Find each line in the rows below that contains the word "blue" and copy those lines out.

*Given information*:
<<<<
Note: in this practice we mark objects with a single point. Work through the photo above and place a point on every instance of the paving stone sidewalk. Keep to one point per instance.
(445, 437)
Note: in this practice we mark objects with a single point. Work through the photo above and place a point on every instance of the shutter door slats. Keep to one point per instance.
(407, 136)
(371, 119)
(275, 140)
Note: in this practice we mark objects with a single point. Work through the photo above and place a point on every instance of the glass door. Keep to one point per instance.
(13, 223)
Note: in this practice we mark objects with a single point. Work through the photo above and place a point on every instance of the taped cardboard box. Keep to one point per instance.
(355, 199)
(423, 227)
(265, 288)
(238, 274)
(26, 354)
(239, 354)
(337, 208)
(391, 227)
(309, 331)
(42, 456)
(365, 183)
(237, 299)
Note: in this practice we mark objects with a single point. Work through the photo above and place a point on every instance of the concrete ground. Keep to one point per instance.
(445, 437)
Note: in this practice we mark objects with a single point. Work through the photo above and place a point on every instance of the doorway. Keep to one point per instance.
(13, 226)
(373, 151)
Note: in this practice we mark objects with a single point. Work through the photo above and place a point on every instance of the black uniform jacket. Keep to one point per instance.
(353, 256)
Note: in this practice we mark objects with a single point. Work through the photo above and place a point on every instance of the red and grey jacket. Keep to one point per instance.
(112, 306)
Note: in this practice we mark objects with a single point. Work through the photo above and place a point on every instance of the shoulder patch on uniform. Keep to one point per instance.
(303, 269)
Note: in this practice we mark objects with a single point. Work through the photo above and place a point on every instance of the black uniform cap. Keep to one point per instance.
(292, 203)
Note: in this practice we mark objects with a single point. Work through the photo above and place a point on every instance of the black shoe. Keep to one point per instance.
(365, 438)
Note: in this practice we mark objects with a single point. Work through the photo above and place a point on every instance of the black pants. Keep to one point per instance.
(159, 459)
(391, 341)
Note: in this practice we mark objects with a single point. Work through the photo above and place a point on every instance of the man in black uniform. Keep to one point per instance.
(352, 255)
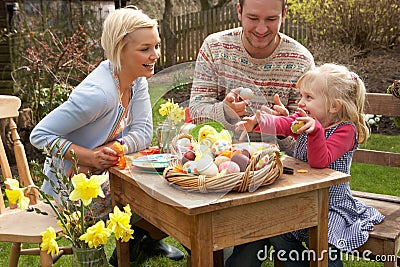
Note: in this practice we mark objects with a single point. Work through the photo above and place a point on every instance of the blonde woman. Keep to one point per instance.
(111, 104)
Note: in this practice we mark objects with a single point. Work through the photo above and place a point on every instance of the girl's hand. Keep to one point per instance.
(309, 125)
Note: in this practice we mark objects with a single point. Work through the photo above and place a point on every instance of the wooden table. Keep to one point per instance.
(207, 223)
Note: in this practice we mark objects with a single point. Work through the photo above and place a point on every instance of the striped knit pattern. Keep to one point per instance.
(223, 64)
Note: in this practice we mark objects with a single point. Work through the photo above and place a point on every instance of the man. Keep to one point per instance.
(255, 56)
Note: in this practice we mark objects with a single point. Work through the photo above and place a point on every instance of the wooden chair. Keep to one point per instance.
(19, 226)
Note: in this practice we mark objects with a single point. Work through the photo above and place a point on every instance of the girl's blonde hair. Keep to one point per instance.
(116, 28)
(336, 82)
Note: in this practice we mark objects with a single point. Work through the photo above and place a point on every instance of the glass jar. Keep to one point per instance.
(165, 132)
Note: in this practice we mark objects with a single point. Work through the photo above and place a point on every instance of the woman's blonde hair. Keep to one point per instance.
(336, 82)
(117, 26)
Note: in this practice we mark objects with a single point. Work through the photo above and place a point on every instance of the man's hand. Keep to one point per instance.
(278, 109)
(234, 105)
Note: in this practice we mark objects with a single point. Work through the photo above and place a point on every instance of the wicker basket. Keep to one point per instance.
(249, 180)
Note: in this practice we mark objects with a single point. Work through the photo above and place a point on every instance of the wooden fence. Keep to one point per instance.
(191, 29)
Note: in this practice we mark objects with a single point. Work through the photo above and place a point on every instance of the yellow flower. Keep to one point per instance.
(119, 223)
(86, 189)
(168, 107)
(74, 218)
(49, 242)
(96, 235)
(15, 194)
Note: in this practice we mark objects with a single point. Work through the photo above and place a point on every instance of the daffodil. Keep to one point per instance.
(49, 242)
(15, 194)
(86, 189)
(70, 219)
(96, 235)
(119, 223)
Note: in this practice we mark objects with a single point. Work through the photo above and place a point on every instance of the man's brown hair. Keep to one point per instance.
(284, 3)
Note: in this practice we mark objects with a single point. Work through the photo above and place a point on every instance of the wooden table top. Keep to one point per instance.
(196, 203)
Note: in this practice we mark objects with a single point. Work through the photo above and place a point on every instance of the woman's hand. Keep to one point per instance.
(247, 124)
(105, 157)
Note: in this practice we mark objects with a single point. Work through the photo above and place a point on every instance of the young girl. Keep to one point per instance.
(331, 108)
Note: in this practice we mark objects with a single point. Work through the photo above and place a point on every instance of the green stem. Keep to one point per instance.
(83, 218)
(60, 218)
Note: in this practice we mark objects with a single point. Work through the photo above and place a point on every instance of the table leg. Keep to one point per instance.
(201, 240)
(122, 247)
(123, 254)
(319, 233)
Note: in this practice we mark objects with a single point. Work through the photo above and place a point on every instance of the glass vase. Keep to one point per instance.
(165, 132)
(85, 257)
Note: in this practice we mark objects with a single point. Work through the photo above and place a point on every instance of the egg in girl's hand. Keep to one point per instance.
(296, 125)
(245, 93)
(229, 167)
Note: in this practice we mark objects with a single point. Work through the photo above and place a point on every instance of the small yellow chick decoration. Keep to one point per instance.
(209, 133)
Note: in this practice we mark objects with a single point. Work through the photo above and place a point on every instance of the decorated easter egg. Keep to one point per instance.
(246, 93)
(190, 167)
(262, 162)
(210, 170)
(229, 167)
(219, 159)
(241, 160)
(243, 151)
(204, 162)
(296, 125)
(226, 153)
(219, 146)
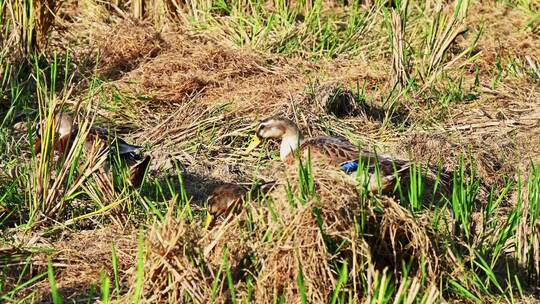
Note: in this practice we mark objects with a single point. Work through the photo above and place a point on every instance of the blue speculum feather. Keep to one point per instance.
(350, 166)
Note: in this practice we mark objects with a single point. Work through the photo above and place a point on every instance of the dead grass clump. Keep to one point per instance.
(321, 233)
(190, 67)
(299, 251)
(130, 43)
(79, 258)
(173, 268)
(332, 98)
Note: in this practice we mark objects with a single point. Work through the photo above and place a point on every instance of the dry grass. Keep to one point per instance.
(194, 98)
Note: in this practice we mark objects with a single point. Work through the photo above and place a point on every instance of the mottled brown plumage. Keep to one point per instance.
(331, 151)
(66, 132)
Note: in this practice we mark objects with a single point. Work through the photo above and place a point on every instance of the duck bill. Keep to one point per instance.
(209, 221)
(255, 142)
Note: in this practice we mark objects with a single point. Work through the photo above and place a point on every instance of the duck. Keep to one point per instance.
(226, 198)
(66, 131)
(332, 151)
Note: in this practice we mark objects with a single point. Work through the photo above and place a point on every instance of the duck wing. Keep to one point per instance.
(115, 142)
(333, 150)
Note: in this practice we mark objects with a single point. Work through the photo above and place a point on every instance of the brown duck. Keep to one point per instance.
(66, 131)
(226, 198)
(330, 151)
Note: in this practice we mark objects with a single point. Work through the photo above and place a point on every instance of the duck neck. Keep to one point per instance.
(289, 143)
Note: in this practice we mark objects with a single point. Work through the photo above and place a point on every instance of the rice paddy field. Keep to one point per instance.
(452, 87)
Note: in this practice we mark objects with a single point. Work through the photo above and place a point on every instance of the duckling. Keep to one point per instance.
(66, 131)
(329, 150)
(225, 198)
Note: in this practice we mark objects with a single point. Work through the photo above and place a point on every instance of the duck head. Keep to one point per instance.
(281, 129)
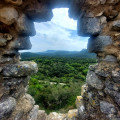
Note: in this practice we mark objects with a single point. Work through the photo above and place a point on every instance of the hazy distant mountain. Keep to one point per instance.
(59, 53)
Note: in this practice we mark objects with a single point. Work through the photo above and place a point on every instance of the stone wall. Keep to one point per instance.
(98, 19)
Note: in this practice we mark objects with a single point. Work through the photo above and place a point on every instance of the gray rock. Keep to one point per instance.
(8, 15)
(6, 107)
(20, 69)
(25, 26)
(107, 108)
(97, 44)
(1, 69)
(112, 86)
(33, 113)
(2, 41)
(113, 94)
(102, 1)
(19, 116)
(58, 3)
(116, 25)
(8, 36)
(14, 2)
(89, 26)
(42, 115)
(93, 80)
(21, 43)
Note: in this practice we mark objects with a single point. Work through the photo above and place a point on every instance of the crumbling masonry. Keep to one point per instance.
(99, 19)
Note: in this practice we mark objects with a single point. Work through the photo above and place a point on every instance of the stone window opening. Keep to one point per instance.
(98, 19)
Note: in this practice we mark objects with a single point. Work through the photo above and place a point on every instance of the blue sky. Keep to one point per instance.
(58, 34)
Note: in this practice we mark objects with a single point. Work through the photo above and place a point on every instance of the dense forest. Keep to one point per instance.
(60, 53)
(58, 81)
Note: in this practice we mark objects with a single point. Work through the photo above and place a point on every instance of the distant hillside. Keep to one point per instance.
(57, 53)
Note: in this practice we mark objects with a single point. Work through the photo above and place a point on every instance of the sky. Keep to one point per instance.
(58, 34)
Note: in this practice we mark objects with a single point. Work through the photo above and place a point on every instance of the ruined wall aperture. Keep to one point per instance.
(99, 19)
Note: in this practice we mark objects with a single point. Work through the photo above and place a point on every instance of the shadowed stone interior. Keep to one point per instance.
(98, 19)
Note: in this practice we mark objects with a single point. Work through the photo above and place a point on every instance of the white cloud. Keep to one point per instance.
(58, 34)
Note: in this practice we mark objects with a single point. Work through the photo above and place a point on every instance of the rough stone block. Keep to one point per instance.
(14, 2)
(20, 69)
(108, 58)
(107, 108)
(93, 80)
(21, 43)
(114, 94)
(116, 76)
(25, 26)
(8, 15)
(6, 107)
(8, 36)
(2, 41)
(103, 1)
(97, 44)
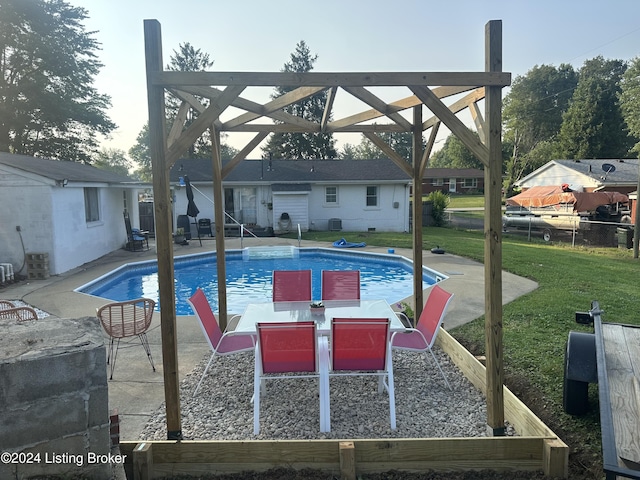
>>>>
*Response*:
Note: in this practice we mark objects with a single point. Work through the photo above and place a point on every instance of the blue speculum feather. Keep to one point per instance.
Note: in this practice we mark objects with a single point. Work through the photo above and place a point on every instance of the blue sky. Keep to one point per instance.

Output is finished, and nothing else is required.